| Recorded information |
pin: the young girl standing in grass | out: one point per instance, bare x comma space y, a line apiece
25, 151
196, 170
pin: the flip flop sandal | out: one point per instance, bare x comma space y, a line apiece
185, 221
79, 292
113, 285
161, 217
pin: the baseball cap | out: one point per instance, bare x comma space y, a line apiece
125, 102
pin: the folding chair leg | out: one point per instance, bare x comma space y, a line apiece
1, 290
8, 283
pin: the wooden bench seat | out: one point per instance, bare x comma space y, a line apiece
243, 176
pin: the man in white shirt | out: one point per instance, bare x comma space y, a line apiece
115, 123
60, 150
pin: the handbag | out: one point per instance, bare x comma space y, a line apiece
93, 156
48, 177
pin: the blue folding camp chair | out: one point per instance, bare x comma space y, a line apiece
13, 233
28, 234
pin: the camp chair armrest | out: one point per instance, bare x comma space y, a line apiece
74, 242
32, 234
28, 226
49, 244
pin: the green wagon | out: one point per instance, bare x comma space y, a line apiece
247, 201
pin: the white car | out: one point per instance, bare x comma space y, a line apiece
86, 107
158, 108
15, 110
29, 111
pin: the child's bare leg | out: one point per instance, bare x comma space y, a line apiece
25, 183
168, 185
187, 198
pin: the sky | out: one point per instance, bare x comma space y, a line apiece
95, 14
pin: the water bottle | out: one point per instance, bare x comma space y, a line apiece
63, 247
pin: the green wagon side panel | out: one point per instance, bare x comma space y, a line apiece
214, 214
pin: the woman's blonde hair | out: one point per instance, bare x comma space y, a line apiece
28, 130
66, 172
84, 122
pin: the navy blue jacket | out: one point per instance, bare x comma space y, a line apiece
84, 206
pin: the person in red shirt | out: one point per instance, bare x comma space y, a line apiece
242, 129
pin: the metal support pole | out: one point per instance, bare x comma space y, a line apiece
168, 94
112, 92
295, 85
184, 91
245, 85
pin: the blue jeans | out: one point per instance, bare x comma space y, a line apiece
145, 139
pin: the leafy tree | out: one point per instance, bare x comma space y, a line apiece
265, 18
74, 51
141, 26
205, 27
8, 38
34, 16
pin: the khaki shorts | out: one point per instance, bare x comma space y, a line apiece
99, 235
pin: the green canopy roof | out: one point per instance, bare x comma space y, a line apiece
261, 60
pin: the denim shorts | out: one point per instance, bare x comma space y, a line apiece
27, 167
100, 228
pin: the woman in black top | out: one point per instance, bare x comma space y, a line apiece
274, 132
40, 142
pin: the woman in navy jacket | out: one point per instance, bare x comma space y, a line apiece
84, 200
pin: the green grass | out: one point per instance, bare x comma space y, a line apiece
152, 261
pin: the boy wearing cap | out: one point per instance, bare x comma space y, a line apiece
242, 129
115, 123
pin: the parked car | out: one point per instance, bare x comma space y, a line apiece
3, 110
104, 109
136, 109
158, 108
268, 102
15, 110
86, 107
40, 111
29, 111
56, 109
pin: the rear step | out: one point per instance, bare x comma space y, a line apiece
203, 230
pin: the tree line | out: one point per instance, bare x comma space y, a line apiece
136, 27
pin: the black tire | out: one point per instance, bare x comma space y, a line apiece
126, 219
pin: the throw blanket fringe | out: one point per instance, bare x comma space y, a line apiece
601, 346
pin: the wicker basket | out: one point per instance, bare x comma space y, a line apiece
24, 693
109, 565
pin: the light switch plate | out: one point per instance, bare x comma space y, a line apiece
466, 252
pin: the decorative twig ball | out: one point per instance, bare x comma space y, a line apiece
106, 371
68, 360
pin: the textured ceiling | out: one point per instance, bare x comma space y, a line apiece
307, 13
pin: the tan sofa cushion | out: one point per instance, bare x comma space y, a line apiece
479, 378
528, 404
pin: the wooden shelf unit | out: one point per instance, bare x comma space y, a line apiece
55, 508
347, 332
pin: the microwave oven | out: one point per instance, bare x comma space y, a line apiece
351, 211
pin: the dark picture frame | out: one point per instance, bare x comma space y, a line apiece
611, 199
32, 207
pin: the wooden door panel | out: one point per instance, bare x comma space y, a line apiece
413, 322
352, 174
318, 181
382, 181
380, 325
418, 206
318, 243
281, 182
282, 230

| About this task |
Quote verbatim the line containing "pin: the wicker" and every line after it through the end of the records above.

| Reply to the task |
pin: the wicker basket | out: one point per instance, bare x comma space y, a line apiece
24, 693
109, 565
pin: the light switch plate | out: one point per instance, bare x comma space y, a line apiece
466, 252
pin: the decorative twig ball | out: one point per instance, bare x comma space y, a line apiece
106, 371
68, 360
pin: the textured ceiling | out: one point per instance, bare x comma space y, a line apiece
307, 13
pin: the tan sofa cushion | out: one point per instance, bare x comma space y, a line apiece
479, 378
528, 404
pin: the wooden shelf unit | out: one point per instance, bare x comma space y, a line apiece
55, 508
347, 332
pin: the microwave oven | out: one point per instance, bare x comma space y, a line apiece
351, 211
pin: the dark picture frame | out: one point per instance, bare x comma space y, a line apiece
611, 199
32, 207
pin: the wooden door panel | out: one point per instance, bare x comma space y, a line apiece
413, 322
352, 174
318, 181
382, 181
380, 325
418, 206
318, 243
281, 182
282, 230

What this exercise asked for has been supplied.